Sezione del documento -
----

Presentato nella sezione Orizzonti, Napadid Shodan – titolo internazionale Disappearance – è l’ultimo film del cineasta iraniano Ali Asgari, resoconto allusivo e realistico dello scontro tra gioventù e burocrazia condensato in una sola notte.

Una coppia – lei è l’esordiente Sadiaf Asgari, lui Pedram Ansari – vaga per le buie strade di Teheran a bordo della propria auto alla ricerca di una struttura disposta a effettuare un particolare intervento: i due hanno infatti avuto il loro primo rapporto sessuale e le perdite di sangue della ragazza non accennano ad arrestarsi. Dopo innumerevoli rifiuti, i due saranno costretti a voltare le spalle alla legalità optando per una soluzione meno ortodossa.

La struttura del film è fondata su una continua e alla lunga snervante ripetizione. Lo schema prevede le seguenti tappe: ingresso nell’ospedale; prima accettazione in sala d’attesa grazie a una menzogna – sono sposati, i documenti con relativo status civile sono stati smarriti, ecc.; cacciata dal complesso; richiesta d’aiuto – a vuoto o fruttuosa che sia. Ciò che Asgari vuole produrre nello spettatore è un senso di nausea parallelo a quello dei protagonisti, che si vedono sempre sbattere la porta in faccia mentre il tempo continua a scorrere. Quello che in un Paese moderno e civilizzato – quale sulla carta dovrebbe essere anche l’Iran – è all’ordine del giorno, nella terra del regista diventa quasi impossibile a causa dei moralismi che informano persino l’amministrazione e la sanità pubbliche, dando vita a una moderna odissea.

----

Istruzioni del compito - Ricopia senza modifiche il passo della recensione del film Disappearance che inizia con "Una coppia –" e termina con "soluzione meno ortodossa.".

----

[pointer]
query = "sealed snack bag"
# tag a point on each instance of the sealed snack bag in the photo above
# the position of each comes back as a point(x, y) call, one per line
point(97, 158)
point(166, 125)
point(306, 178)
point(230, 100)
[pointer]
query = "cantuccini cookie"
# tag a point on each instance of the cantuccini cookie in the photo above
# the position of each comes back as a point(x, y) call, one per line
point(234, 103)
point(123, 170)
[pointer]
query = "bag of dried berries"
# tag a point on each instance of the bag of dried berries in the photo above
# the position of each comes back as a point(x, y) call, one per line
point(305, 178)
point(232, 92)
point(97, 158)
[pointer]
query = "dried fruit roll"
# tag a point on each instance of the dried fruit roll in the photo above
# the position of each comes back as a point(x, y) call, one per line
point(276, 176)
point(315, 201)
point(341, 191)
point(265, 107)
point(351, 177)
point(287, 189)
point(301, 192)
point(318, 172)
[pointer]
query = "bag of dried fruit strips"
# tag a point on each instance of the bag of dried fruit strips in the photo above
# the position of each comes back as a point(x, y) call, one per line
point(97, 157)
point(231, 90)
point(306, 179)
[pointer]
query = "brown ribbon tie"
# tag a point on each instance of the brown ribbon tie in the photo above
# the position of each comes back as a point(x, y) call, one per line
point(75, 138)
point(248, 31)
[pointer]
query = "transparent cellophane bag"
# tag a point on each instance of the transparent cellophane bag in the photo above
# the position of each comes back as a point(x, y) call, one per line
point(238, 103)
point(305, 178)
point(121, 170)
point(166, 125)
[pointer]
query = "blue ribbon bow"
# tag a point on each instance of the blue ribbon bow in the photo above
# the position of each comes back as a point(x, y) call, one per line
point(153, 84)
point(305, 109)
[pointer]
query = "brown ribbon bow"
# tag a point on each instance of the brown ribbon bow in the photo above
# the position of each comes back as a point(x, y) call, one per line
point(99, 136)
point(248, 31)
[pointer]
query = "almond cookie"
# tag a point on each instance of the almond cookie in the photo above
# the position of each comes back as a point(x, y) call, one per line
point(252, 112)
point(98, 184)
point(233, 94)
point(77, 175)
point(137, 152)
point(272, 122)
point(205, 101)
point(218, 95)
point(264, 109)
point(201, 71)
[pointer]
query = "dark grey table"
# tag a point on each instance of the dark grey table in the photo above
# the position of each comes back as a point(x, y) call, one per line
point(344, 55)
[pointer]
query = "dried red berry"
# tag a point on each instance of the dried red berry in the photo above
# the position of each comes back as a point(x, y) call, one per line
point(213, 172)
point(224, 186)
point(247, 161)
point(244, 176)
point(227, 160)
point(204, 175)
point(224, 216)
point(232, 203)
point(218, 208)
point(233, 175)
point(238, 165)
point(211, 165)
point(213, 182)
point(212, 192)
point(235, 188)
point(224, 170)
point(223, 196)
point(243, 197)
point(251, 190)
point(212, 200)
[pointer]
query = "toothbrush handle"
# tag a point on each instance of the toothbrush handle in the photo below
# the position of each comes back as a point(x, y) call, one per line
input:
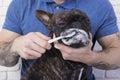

----

La tua risposta -
Una coppia – lei è l’esordiente Sadiaf Asgari, lui Pedram Ansari – vaga per le buie strade di Teheran a bordo della propria auto alla ricerca di una struttura disposta a effettuare un particolare intervento: i due hanno infatti avuto il loro primo rapporto sessuale e le perdite di sangue della ragazza non accennano ad arrestarsi. Dopo innumerevoli rifiuti, i due saranno costretti a voltare le spalle alla legalità optando per una soluzione meno ortodossa.